Dataset records:
▼
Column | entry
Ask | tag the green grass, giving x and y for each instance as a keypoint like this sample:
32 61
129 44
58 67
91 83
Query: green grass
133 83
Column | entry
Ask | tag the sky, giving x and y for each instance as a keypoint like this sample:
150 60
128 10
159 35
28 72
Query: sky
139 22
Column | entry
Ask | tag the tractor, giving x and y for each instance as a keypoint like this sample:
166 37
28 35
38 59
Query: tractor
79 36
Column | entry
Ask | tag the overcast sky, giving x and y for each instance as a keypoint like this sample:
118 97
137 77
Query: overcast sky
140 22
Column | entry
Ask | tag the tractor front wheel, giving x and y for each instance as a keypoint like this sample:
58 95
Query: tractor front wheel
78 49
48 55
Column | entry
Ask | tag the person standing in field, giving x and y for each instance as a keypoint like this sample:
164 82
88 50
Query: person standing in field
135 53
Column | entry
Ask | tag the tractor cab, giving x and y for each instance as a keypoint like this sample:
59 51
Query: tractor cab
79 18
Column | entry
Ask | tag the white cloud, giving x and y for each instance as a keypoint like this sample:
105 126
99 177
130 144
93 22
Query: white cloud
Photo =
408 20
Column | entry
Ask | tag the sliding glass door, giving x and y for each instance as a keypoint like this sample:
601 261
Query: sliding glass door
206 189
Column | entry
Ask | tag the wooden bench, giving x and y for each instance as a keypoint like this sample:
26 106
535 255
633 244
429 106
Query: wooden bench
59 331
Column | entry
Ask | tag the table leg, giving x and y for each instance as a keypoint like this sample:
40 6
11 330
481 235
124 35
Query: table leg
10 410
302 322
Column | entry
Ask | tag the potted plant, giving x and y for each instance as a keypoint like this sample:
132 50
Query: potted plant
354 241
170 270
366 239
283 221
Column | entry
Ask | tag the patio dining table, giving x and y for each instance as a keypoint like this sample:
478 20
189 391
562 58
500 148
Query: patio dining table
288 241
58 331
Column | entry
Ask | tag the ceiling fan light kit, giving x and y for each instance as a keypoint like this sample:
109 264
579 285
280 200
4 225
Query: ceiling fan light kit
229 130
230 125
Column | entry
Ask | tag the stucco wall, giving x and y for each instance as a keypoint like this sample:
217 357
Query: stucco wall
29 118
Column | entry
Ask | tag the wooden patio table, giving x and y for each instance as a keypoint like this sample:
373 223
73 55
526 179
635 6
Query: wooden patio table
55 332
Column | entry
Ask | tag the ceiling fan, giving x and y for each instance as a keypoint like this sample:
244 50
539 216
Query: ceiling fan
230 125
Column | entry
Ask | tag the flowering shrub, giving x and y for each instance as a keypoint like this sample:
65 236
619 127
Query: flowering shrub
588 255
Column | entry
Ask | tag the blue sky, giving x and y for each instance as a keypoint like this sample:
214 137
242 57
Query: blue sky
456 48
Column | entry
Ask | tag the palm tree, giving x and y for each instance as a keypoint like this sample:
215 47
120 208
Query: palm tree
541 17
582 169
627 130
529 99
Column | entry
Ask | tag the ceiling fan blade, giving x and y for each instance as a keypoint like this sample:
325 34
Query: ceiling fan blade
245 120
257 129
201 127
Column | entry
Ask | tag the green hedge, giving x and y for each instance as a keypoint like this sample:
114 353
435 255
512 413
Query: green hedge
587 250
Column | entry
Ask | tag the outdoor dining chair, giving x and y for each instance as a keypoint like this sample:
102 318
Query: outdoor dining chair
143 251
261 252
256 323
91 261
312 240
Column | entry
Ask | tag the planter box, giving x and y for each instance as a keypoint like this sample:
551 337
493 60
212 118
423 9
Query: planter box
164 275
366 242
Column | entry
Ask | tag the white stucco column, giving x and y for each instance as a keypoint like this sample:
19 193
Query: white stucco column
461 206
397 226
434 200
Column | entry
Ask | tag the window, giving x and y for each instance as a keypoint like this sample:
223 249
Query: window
▲
Required action: Using the listing above, please repeat every entry exactly.

Expected answer:
Column | entry
Ask | tag the green grass, giving x and y for each instance as a keypoint like this sample:
32 61
129 44
58 67
91 83
Query: green grass
133 83
Column | entry
Ask | tag the sky, giving x and y for each instance as a keypoint like this sample:
150 60
128 10
159 35
28 72
Query: sky
139 22
Column | entry
Ask | tag the tractor, giving x and y for each instance as a keypoint like this sample:
166 37
28 35
38 59
Query: tractor
79 36
Column | entry
Ask | tag the overcast sky, giving x and y for each instance as a keypoint like this sample:
118 97
137 77
Query: overcast sky
140 22
Column | entry
Ask | tag the tractor front wheel, giving x and y for each instance as a keypoint like this sample:
58 95
Query: tractor front wheel
78 49
48 55
Column | entry
Ask | tag the person standing in field, giving x and y for each instance as a keypoint like this sample:
164 82
88 50
Query: person standing in field
135 53
Column | entry
Ask | tag the tractor cab, giving x and y for each instance as a keypoint like this sample:
59 51
Query: tractor cab
79 18
Column | entry
Ask | tag the white cloud, giving x and y for each instance as a keypoint like this sample:
105 126
99 177
130 144
93 22
Query: white cloud
Photo =
408 20
Column | entry
Ask | tag the sliding glass door, giving x and y for each instance as a keypoint like this sample:
601 261
Query: sliding glass door
206 189
Column | entry
Ask | tag the wooden bench, giving x and y for each instance as a keypoint like this sample:
26 106
535 255
633 244
429 106
Query: wooden bench
59 331
Column | entry
Ask | tag the table leg, giving x and y for each instance as a keypoint like this sample:
40 6
11 330
481 235
124 35
Query: table leg
10 410
302 322
Column | entry
Ask | tag the potted plant, giving x and y for each instance as a keypoint like this sample:
132 50
Query: potted plant
354 241
170 270
366 239
283 221
Column | entry
Ask | tag the patio dining table, giving x and y for each instance as a keypoint like this sample:
478 20
189 391
562 58
500 148
Query: patio dining table
288 241
58 331
Column | entry
Ask | tag the ceiling fan light kit, giving x and y for each instance as a keypoint like this sample:
109 264
579 285
280 200
4 225
Query: ceiling fan light kit
229 130
230 125
Column | entry
Ask | tag the stucco wall, giving x and y for each instance as a keypoint like this sample:
217 357
Query: stucco wall
29 118
Column | entry
Ask | tag the wooden patio table, giving x and y for each instance as a keypoint like this sample:
373 223
73 55
526 179
635 6
Query: wooden patio table
55 332
Column | entry
Ask | tag the ceiling fan, giving x and y for each instance as a keypoint like this sample:
244 50
539 216
Query: ceiling fan
230 125
Column | entry
Ask | tag the flowering shrub, giving x and y for each instance as a keypoint like this sample:
65 236
619 127
Query: flowering shrub
588 255
Column | entry
Ask | tag the blue sky, giving x and y for each instance as a keypoint like this sample:
214 137
242 57
Query: blue sky
456 48
Column | entry
Ask | tag the palm tree, giving x and y for each instance as a keypoint like this sample:
215 47
120 208
Query: palm tree
541 17
582 169
627 130
529 99
Column | entry
Ask | tag the ceiling fan blade, giving x and y for each instance as a keypoint like this sample:
325 34
Query: ceiling fan blade
245 120
257 129
201 127
Column | entry
Ask | tag the green hedge, giving x and y for each instance as a keypoint like this sample:
114 353
435 255
512 413
Query: green hedge
587 250
Column | entry
Ask | tag the outdoor dining chair, giving x and y for each instance as a keypoint like this sample:
102 318
Query: outdoor dining chair
143 251
261 252
256 323
91 261
312 240
Column | entry
Ask | tag the planter box, giving x and y for each instance as a keypoint like this sample:
551 337
493 60
212 118
423 9
Query: planter box
164 275
366 242
Column | entry
Ask | tag the white stucco column, giving x and y for each instance as a keypoint like this sample:
19 193
Query: white stucco column
461 206
397 226
434 200
Column | entry
Ask | tag the window, giving x and y for each instance as a keypoint like this sample:
223 249
Query: window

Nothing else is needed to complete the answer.